Phrase grounding data
-=-=-

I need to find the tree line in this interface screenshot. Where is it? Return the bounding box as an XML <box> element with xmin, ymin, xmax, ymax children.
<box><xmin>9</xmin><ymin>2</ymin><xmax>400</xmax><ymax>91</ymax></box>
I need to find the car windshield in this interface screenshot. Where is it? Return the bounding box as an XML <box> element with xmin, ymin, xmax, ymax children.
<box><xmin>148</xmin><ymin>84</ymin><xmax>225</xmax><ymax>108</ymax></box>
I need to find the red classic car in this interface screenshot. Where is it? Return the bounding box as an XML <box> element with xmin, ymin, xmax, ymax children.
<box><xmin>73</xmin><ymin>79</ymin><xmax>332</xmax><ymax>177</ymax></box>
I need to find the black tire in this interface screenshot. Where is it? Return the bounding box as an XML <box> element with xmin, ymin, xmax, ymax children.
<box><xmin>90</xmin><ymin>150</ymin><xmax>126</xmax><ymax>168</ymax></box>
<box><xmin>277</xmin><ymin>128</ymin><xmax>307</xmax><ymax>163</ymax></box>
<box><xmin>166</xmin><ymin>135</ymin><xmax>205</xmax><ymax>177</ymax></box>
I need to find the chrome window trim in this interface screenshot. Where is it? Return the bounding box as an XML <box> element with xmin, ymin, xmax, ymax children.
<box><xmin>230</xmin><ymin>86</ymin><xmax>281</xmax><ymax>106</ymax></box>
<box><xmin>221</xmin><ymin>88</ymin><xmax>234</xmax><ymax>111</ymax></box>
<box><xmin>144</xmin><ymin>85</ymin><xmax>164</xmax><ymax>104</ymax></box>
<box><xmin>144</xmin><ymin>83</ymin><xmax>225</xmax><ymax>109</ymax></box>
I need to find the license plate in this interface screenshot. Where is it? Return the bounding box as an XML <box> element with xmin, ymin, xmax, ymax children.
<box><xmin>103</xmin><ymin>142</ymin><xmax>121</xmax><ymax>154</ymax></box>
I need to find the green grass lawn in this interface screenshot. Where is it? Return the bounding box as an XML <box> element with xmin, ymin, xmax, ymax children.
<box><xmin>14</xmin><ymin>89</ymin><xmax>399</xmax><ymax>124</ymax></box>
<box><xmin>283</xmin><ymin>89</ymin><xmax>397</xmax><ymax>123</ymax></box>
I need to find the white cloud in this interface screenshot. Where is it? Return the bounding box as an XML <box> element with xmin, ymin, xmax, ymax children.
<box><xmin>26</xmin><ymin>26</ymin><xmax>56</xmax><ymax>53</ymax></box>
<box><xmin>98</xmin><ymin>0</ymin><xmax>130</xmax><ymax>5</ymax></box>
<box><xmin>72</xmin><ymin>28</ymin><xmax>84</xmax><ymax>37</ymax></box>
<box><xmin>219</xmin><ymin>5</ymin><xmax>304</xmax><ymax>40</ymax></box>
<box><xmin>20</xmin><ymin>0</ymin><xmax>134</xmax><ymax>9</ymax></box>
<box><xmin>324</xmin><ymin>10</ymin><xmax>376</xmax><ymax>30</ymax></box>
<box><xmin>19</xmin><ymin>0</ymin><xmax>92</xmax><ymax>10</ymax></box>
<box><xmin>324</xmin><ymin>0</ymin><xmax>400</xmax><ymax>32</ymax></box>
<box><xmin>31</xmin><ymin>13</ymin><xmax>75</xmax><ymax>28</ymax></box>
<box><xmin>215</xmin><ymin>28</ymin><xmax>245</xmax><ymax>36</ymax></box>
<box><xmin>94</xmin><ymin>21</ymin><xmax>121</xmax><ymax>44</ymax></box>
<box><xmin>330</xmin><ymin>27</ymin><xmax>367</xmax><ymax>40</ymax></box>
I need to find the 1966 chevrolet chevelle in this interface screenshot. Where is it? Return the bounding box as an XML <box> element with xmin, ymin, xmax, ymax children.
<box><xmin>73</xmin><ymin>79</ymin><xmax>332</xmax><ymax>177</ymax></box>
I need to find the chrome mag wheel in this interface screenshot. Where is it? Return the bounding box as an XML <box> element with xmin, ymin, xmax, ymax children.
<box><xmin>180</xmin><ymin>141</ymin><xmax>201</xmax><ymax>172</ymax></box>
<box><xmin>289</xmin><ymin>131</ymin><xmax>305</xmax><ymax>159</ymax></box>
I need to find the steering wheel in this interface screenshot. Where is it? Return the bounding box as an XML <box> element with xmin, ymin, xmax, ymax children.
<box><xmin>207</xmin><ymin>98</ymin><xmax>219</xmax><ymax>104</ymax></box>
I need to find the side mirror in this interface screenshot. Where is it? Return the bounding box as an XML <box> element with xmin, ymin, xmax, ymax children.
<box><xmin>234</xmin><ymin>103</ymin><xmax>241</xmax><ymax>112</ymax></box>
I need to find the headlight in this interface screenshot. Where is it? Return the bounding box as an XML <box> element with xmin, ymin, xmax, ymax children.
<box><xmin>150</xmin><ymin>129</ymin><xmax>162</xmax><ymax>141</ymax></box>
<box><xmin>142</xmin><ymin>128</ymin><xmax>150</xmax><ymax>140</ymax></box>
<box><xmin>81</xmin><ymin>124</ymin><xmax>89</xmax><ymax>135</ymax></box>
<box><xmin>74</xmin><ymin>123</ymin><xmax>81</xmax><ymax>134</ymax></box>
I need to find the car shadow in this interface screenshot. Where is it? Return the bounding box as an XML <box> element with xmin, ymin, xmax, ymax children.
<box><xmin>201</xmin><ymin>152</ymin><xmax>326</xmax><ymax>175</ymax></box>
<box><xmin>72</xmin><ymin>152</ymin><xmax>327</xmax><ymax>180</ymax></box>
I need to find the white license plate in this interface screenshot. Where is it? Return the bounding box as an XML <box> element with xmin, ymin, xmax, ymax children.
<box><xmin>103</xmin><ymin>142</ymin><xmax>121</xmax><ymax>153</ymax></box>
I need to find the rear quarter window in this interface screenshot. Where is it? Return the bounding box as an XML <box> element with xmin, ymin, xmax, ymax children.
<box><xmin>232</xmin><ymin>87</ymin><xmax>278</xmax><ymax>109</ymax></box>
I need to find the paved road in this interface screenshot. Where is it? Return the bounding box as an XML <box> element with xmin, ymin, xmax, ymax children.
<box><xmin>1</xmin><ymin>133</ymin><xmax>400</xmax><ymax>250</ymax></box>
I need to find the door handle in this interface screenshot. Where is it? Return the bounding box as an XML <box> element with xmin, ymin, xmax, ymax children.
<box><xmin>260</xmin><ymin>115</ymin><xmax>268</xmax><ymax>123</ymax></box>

-=-=-

All entries are to be output exactly as they stand.

■ **The answer**:
I need to find the tree line in this interface screenshot. Where is it? Return the bounding box as an XML <box> element with xmin, ymin, xmax, ymax children.
<box><xmin>9</xmin><ymin>2</ymin><xmax>400</xmax><ymax>91</ymax></box>
I need to find the car windshield in this interface screenshot. Where is it? Return the bounding box as an XML <box> element with xmin, ymin, xmax, ymax children.
<box><xmin>148</xmin><ymin>84</ymin><xmax>225</xmax><ymax>108</ymax></box>
I need to find the red classic car in this interface screenshot. Where is it? Return the bounding box as an XML <box> element with xmin, ymin, xmax, ymax children.
<box><xmin>73</xmin><ymin>79</ymin><xmax>332</xmax><ymax>177</ymax></box>
I need to find the black tire in this interface screenshot. Where is it? Return the bounding box as an XML <box> element with xmin, ymin, xmax, ymax children.
<box><xmin>90</xmin><ymin>150</ymin><xmax>126</xmax><ymax>168</ymax></box>
<box><xmin>277</xmin><ymin>128</ymin><xmax>307</xmax><ymax>163</ymax></box>
<box><xmin>166</xmin><ymin>135</ymin><xmax>205</xmax><ymax>177</ymax></box>
I need to find the chrome window trim in this interface screenshot. Where is it? Return the bounding box as an XML <box> element with xmin, ymin, xmax, ymax children.
<box><xmin>230</xmin><ymin>86</ymin><xmax>281</xmax><ymax>106</ymax></box>
<box><xmin>221</xmin><ymin>88</ymin><xmax>234</xmax><ymax>111</ymax></box>
<box><xmin>144</xmin><ymin>85</ymin><xmax>164</xmax><ymax>104</ymax></box>
<box><xmin>144</xmin><ymin>83</ymin><xmax>225</xmax><ymax>109</ymax></box>
I need to find the license plate in this interface screenshot. Where is it? Return the bounding box as an XML <box> element with xmin, ymin, xmax, ymax children.
<box><xmin>103</xmin><ymin>142</ymin><xmax>121</xmax><ymax>154</ymax></box>
I need to find the green grass lawn in this interface screenshot. Where is it? Return the bounding box as an XML <box> element with xmin, ymin, xmax, ymax children.
<box><xmin>14</xmin><ymin>89</ymin><xmax>399</xmax><ymax>124</ymax></box>
<box><xmin>283</xmin><ymin>89</ymin><xmax>397</xmax><ymax>123</ymax></box>
I need to find the white cloud in this interface screenshot. Where is it? Return the bounding box as an XML <box> element with xmin, ymin, xmax, ymax children.
<box><xmin>26</xmin><ymin>26</ymin><xmax>56</xmax><ymax>53</ymax></box>
<box><xmin>98</xmin><ymin>0</ymin><xmax>130</xmax><ymax>5</ymax></box>
<box><xmin>72</xmin><ymin>28</ymin><xmax>84</xmax><ymax>37</ymax></box>
<box><xmin>219</xmin><ymin>5</ymin><xmax>304</xmax><ymax>40</ymax></box>
<box><xmin>20</xmin><ymin>0</ymin><xmax>134</xmax><ymax>9</ymax></box>
<box><xmin>324</xmin><ymin>10</ymin><xmax>376</xmax><ymax>30</ymax></box>
<box><xmin>19</xmin><ymin>0</ymin><xmax>92</xmax><ymax>10</ymax></box>
<box><xmin>324</xmin><ymin>0</ymin><xmax>400</xmax><ymax>32</ymax></box>
<box><xmin>31</xmin><ymin>13</ymin><xmax>75</xmax><ymax>28</ymax></box>
<box><xmin>215</xmin><ymin>28</ymin><xmax>245</xmax><ymax>36</ymax></box>
<box><xmin>94</xmin><ymin>21</ymin><xmax>121</xmax><ymax>44</ymax></box>
<box><xmin>330</xmin><ymin>27</ymin><xmax>367</xmax><ymax>40</ymax></box>
I need to find the 1966 chevrolet chevelle in this interface screenshot. Where is it? Return the bounding box as an XML <box> element with xmin, ymin, xmax, ymax children.
<box><xmin>73</xmin><ymin>79</ymin><xmax>332</xmax><ymax>177</ymax></box>
I need to find the chrome mag wheel in this interface screenshot. Where is it? Return the bounding box as an XML <box> element with xmin, ymin, xmax, ymax children.
<box><xmin>180</xmin><ymin>141</ymin><xmax>201</xmax><ymax>172</ymax></box>
<box><xmin>289</xmin><ymin>131</ymin><xmax>305</xmax><ymax>159</ymax></box>
I need to find the steering wheel in this interface screenshot. Where is it? Return the bounding box as an XML <box> element with xmin, ymin, xmax, ymax children.
<box><xmin>207</xmin><ymin>98</ymin><xmax>219</xmax><ymax>104</ymax></box>
I need to find the side mirror in this interface screenshot. Where is it? Return the bounding box as an XML <box> element with xmin, ymin, xmax, ymax children.
<box><xmin>234</xmin><ymin>103</ymin><xmax>241</xmax><ymax>112</ymax></box>
I need to find the headlight in this interface screenshot. Where is it? Return the bounding box as an XML <box> element with xmin, ymin, xmax, ymax children.
<box><xmin>150</xmin><ymin>129</ymin><xmax>162</xmax><ymax>141</ymax></box>
<box><xmin>142</xmin><ymin>128</ymin><xmax>150</xmax><ymax>140</ymax></box>
<box><xmin>81</xmin><ymin>124</ymin><xmax>89</xmax><ymax>135</ymax></box>
<box><xmin>74</xmin><ymin>123</ymin><xmax>81</xmax><ymax>134</ymax></box>
I need to find the car shadow in this interface screenshot. Where is it? Return the bounding box as an XML <box> element with xmin, ymin, xmax, ymax children.
<box><xmin>201</xmin><ymin>152</ymin><xmax>326</xmax><ymax>175</ymax></box>
<box><xmin>72</xmin><ymin>152</ymin><xmax>327</xmax><ymax>180</ymax></box>
I need to find the white license plate in this interface screenshot. Where is it? Return the bounding box as an XML <box> element with xmin, ymin, xmax, ymax children.
<box><xmin>103</xmin><ymin>142</ymin><xmax>121</xmax><ymax>153</ymax></box>
I need to find the rear quarter window in this interface screenshot. Where is it? Return the bounding box as an XML <box> element with xmin, ymin, xmax, ymax children.
<box><xmin>232</xmin><ymin>87</ymin><xmax>278</xmax><ymax>109</ymax></box>
I need to find the paved road in this interface screenshot. Where is it? Return the bounding box as an XML <box> element with xmin, ymin, xmax, ymax children.
<box><xmin>1</xmin><ymin>133</ymin><xmax>400</xmax><ymax>250</ymax></box>
I need to find the door handle in this interface screenshot. Where is it? Return the bounding box as an XML <box> element with xmin, ymin, xmax, ymax children.
<box><xmin>260</xmin><ymin>115</ymin><xmax>268</xmax><ymax>123</ymax></box>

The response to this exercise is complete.